BEGIN
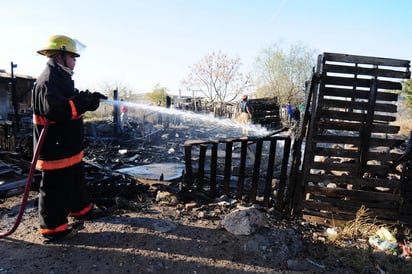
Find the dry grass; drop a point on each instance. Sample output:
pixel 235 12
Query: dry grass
pixel 362 226
pixel 405 127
END
**Exercise goal:** Return all of the entries word for word, but omit the pictures.

**Output of the exercise:**
Find the dry grass; drop a point on each instance. Sample output:
pixel 235 12
Query: dry grass
pixel 362 226
pixel 405 127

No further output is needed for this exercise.